-- AIM --
Pick out each line of the data below that contains the string "sofa", and copy those lines.

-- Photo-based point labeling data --
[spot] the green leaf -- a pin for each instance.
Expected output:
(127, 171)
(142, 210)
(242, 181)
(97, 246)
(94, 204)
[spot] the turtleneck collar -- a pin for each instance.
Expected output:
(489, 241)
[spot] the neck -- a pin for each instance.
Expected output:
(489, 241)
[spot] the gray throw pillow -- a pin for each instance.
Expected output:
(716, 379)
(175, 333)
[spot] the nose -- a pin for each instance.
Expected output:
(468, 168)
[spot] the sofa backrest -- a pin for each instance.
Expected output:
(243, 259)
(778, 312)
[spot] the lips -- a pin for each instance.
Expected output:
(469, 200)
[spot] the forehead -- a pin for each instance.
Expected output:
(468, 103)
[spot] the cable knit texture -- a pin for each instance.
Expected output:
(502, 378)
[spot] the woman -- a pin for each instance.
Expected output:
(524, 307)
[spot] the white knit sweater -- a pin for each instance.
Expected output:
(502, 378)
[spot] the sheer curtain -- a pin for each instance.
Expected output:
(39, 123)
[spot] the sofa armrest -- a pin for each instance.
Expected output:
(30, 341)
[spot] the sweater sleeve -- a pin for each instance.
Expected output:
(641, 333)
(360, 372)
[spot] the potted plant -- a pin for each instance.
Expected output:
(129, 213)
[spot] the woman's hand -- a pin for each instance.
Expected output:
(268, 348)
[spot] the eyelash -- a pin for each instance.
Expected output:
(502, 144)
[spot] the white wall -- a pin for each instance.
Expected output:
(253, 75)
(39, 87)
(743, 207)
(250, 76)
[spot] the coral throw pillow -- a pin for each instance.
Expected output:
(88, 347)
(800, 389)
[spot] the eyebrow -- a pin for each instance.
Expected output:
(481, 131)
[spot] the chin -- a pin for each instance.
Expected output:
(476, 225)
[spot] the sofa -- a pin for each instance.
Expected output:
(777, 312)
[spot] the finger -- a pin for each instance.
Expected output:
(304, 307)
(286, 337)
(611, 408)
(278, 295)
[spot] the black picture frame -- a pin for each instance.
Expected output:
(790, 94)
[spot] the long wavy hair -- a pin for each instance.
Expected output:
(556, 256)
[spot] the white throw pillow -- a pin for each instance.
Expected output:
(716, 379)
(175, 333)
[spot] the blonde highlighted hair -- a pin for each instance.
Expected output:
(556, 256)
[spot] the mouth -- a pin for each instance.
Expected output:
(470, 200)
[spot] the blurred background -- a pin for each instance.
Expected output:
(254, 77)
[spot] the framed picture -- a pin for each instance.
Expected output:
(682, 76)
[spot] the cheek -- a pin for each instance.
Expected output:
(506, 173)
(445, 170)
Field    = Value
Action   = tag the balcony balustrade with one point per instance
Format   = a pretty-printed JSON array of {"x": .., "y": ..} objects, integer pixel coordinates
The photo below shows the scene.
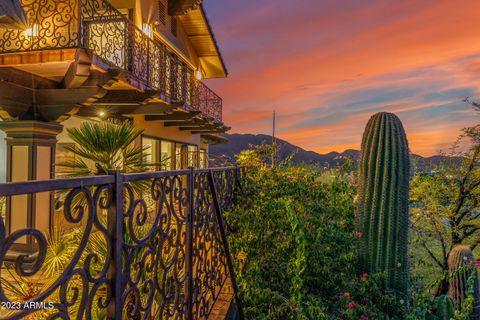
[
  {"x": 103, "y": 30},
  {"x": 140, "y": 246}
]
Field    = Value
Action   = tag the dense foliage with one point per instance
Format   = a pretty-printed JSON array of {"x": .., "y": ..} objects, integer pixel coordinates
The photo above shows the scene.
[{"x": 293, "y": 232}]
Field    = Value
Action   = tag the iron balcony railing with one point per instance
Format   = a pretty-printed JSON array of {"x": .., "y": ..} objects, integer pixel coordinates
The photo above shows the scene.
[
  {"x": 138, "y": 246},
  {"x": 99, "y": 27}
]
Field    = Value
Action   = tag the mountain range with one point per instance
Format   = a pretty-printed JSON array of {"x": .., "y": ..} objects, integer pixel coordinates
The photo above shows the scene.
[{"x": 239, "y": 142}]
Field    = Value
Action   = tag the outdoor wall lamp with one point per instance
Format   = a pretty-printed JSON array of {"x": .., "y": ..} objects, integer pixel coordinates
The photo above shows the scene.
[
  {"x": 198, "y": 75},
  {"x": 32, "y": 31},
  {"x": 147, "y": 29}
]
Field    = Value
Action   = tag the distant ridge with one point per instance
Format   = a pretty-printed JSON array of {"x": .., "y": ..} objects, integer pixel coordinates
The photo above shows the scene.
[{"x": 239, "y": 142}]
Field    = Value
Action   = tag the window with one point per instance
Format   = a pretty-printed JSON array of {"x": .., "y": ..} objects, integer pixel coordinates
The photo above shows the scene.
[
  {"x": 3, "y": 158},
  {"x": 192, "y": 156},
  {"x": 173, "y": 26},
  {"x": 162, "y": 12},
  {"x": 203, "y": 159},
  {"x": 152, "y": 151},
  {"x": 167, "y": 155},
  {"x": 179, "y": 157}
]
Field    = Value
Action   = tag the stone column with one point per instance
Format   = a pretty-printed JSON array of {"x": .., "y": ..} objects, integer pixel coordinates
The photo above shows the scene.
[{"x": 30, "y": 156}]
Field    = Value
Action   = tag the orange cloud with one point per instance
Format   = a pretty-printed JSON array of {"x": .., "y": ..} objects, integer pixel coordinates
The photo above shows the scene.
[{"x": 326, "y": 66}]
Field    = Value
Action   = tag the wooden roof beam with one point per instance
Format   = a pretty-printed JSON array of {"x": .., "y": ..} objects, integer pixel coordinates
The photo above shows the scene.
[{"x": 175, "y": 116}]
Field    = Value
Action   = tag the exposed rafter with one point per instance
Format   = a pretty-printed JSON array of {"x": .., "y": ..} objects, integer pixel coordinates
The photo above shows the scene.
[{"x": 180, "y": 7}]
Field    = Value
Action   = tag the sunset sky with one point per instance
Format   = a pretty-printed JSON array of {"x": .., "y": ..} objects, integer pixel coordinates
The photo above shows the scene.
[{"x": 326, "y": 66}]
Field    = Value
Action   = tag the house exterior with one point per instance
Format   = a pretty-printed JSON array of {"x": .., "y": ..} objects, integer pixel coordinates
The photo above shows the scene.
[{"x": 89, "y": 60}]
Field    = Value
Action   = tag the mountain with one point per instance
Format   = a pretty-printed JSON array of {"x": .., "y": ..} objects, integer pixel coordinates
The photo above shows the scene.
[{"x": 239, "y": 142}]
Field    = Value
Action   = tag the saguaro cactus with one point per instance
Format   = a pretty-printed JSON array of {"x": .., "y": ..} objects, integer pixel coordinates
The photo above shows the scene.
[
  {"x": 382, "y": 209},
  {"x": 461, "y": 267},
  {"x": 444, "y": 308}
]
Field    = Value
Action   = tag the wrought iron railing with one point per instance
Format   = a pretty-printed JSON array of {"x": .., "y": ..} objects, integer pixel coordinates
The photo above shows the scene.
[
  {"x": 135, "y": 246},
  {"x": 99, "y": 27}
]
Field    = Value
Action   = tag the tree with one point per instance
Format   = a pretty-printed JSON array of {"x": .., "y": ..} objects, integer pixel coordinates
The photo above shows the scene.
[
  {"x": 446, "y": 203},
  {"x": 100, "y": 147}
]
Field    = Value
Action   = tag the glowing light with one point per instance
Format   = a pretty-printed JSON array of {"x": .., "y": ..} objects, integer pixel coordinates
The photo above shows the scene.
[
  {"x": 32, "y": 31},
  {"x": 198, "y": 75},
  {"x": 147, "y": 29}
]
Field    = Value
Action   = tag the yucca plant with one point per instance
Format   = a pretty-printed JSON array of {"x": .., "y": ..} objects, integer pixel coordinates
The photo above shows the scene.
[{"x": 101, "y": 147}]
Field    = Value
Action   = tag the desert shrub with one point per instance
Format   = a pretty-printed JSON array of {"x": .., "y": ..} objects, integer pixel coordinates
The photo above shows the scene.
[{"x": 296, "y": 234}]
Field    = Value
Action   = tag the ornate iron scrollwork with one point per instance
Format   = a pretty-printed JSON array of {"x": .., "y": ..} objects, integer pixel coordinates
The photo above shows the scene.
[{"x": 107, "y": 33}]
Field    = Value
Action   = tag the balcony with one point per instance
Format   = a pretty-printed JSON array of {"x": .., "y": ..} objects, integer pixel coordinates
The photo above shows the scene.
[{"x": 115, "y": 43}]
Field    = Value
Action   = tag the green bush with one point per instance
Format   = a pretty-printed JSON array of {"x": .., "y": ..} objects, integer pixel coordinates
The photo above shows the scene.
[{"x": 296, "y": 233}]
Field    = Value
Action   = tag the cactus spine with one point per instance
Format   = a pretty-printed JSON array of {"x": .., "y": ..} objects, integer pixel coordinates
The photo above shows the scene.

-- WRITTEN RESPONSE --
[spot] the sofa backrest -- a pin for each instance.
[spot] the sofa armrest -- a pin for each instance.
[spot] the sofa -- a pin for each instance.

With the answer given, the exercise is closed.